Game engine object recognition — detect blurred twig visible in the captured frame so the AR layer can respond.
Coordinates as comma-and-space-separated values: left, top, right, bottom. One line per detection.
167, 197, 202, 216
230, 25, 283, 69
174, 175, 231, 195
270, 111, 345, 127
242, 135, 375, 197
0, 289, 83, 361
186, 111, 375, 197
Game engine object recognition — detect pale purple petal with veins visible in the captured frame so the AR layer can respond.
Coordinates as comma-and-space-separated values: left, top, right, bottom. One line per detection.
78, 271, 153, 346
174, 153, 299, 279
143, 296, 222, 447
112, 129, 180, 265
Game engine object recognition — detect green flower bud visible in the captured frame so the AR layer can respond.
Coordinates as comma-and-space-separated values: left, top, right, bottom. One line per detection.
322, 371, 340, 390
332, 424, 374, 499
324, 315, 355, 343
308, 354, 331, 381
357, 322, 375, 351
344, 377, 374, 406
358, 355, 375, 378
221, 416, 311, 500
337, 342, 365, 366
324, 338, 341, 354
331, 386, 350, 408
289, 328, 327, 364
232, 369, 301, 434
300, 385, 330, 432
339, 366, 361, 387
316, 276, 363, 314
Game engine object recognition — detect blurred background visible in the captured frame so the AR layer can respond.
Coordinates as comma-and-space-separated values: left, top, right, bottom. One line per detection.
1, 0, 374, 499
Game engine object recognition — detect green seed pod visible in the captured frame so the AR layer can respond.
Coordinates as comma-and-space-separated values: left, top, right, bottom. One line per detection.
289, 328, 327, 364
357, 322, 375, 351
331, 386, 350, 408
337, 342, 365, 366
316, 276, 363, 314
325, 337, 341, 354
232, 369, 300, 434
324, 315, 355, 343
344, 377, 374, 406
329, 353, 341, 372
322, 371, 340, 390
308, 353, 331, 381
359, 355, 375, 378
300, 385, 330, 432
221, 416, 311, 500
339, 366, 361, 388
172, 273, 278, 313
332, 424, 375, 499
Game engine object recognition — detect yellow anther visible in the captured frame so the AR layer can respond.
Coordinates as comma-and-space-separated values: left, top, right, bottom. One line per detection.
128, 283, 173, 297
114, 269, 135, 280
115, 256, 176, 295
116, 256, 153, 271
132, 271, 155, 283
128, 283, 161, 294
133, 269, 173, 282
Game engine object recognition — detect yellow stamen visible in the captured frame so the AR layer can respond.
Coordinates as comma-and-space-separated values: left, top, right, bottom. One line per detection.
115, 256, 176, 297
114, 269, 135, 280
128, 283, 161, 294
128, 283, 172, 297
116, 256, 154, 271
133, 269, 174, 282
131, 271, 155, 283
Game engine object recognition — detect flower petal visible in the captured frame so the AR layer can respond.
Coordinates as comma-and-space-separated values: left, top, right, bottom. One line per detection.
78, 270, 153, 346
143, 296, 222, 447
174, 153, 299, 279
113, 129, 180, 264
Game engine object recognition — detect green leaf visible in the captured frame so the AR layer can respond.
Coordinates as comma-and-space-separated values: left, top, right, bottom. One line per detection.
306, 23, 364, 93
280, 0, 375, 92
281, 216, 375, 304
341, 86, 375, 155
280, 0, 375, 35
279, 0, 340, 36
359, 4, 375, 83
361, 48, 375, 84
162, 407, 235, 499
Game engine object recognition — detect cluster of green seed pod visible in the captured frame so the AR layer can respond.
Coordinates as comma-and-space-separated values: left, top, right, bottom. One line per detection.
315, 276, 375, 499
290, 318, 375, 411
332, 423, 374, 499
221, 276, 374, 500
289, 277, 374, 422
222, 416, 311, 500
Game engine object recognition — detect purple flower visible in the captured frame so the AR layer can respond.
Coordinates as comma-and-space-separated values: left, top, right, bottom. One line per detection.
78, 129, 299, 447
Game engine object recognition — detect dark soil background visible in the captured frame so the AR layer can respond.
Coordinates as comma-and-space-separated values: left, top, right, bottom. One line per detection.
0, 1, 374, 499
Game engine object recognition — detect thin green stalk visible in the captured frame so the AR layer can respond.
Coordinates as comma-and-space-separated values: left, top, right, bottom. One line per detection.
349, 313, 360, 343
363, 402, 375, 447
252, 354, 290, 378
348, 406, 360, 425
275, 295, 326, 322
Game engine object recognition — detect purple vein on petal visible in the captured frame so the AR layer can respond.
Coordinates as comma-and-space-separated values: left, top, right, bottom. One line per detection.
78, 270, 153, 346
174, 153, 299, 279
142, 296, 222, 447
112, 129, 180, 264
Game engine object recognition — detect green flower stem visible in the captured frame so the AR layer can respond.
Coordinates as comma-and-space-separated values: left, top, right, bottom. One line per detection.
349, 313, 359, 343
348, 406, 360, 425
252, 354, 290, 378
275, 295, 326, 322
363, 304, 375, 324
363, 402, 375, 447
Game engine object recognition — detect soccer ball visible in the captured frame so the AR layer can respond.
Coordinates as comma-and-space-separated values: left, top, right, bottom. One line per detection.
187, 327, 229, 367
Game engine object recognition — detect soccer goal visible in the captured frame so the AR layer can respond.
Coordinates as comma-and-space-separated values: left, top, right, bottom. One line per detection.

• PROBLEM STATEMENT: Copy the entries exactly, leaving no line out.

• EXPECTED ANSWER:
Game engine object recognition — detect blurred twig visible in the captured frame so the AR layer can respond.
Coordinates as comma-and-space-separated values: left, top, right, bottom. One line per detection.
167, 197, 202, 216
230, 25, 283, 69
174, 175, 231, 195
270, 111, 345, 127
242, 135, 375, 197
0, 289, 83, 361
186, 111, 375, 197
Game engine object recognition — detect pale purple petal with veins visible in the captured frame so the AR layer can respond.
Coordinates as comma-and-space-separated values: left, top, right, bottom. One line per detection.
78, 271, 153, 346
174, 153, 299, 279
143, 296, 222, 447
112, 129, 180, 265
Game engine object recognition — detect green flower bud visible in the captured frame so the AR layer can respond.
Coordinates as comma-and-space-separated values: left, top, right, bottom. One line per detection.
322, 371, 340, 390
332, 424, 374, 499
324, 315, 355, 343
308, 354, 331, 381
357, 322, 375, 351
344, 377, 374, 406
358, 355, 375, 378
221, 416, 311, 500
337, 342, 365, 366
324, 338, 341, 354
331, 386, 350, 408
289, 328, 327, 364
232, 369, 301, 434
300, 385, 330, 432
339, 366, 361, 387
316, 276, 363, 314
Game engine object recognition — detect blurred background visible in the captured frame so the AR layer can respond.
Coordinates as comma-and-space-separated values: left, top, right, bottom. One line per detection.
1, 0, 374, 499
Game engine object recognition — detect green seed pod visible in the captured frame so the AR layer can respond.
Coordinates as comma-and-space-separated values: left, top, right, bottom. One line per detection.
289, 328, 327, 364
357, 322, 375, 351
331, 386, 350, 408
337, 342, 365, 366
316, 276, 363, 314
325, 337, 341, 354
232, 369, 300, 434
324, 315, 355, 343
344, 377, 374, 406
329, 353, 341, 372
322, 371, 340, 390
308, 353, 331, 381
359, 355, 375, 378
300, 385, 330, 432
221, 416, 311, 500
339, 366, 361, 388
172, 273, 278, 313
332, 424, 375, 499
Game engine object recognition — detect yellow anther visible in the captured frame so the AR layer can respond.
Coordinates as comma-and-space-separated values: left, top, right, bottom. One line per detection.
128, 283, 173, 297
114, 269, 135, 280
115, 256, 176, 295
116, 256, 153, 271
132, 271, 155, 283
128, 283, 161, 294
133, 269, 173, 282
Game engine object recognition — detect yellow stamen visible in the captured frame so the AR layer can respond.
Coordinates as comma-and-space-separated values: left, top, right, bottom. One line per detection.
115, 256, 176, 297
114, 269, 135, 280
128, 283, 161, 294
128, 283, 172, 297
116, 256, 154, 271
133, 269, 174, 282
131, 271, 155, 283
Game engine object recognition — detect flower petal visible in the captured frame so the AR layer can respond.
Coordinates as comma-and-space-separated values: left, top, right, bottom. One line per detection.
78, 270, 153, 346
143, 296, 222, 447
174, 153, 299, 279
113, 129, 180, 264
Game engine object recognition — detect green leaf visible in the captured frame so the AR layer can respond.
Coordinates as comma-and-space-separated values: left, top, right, bottom. One line per detection.
306, 23, 364, 93
280, 0, 375, 92
281, 216, 375, 304
341, 86, 375, 155
280, 0, 375, 35
279, 0, 340, 36
359, 4, 375, 83
361, 48, 375, 84
162, 407, 235, 499
Game engine object recognition — detect cluster of green seed pod visible in the captured frame so the AR layer can respond.
Coordinates as comma-and-space-separated values: left, top, right, bottom. One line per detection.
315, 276, 375, 499
290, 318, 375, 411
332, 423, 374, 499
221, 276, 374, 500
289, 277, 374, 422
222, 416, 311, 500
Game engine object recognition — detect purple flower visible in the captured frame so the AR layer can respond.
Coordinates as comma-and-space-separated values: left, top, right, bottom. One line per detection.
78, 129, 299, 447
Game engine object recognition — detect dark soil background visible in the captured frame so the AR layer can respond.
Coordinates as comma-and-space-separated values: left, top, right, bottom. One line per detection.
0, 1, 374, 499
Game engine object recognition — detect thin green stalk visible in the captured frame so the AR layer can respond.
Coordinates as comma-and-space-separated values: left, top, right, bottom. One line per detection.
349, 313, 360, 343
363, 402, 375, 447
252, 354, 290, 378
348, 406, 360, 425
275, 295, 326, 322
Game engine object recognition — detect purple vein on petal visible in the captured frame so the AR layer can respond.
Coordinates as comma-and-space-separated values: left, top, right, bottom. One line per detection.
78, 270, 153, 346
174, 153, 299, 279
142, 296, 222, 447
112, 129, 180, 264
Game engine object recognition — detect green flower stem visible in the captured frame so the AR layer can respond.
Coordinates as comma-and-space-separated values: left, top, right, bottom. One line per detection.
349, 313, 359, 343
348, 406, 360, 425
252, 354, 290, 378
275, 295, 326, 322
363, 304, 375, 324
363, 402, 375, 447
Game engine object recognition — detect soccer ball visible in the captured frame so the AR layer can respond.
Coordinates as comma-and-space-separated values: left, top, right, bottom. One line per detection.
187, 327, 229, 367
Game engine object recognition — detect soccer goal visible in the captured frame so the AR layer can respond.
Coordinates as comma-and-space-separated values: left, top, right, bottom. One line per detection.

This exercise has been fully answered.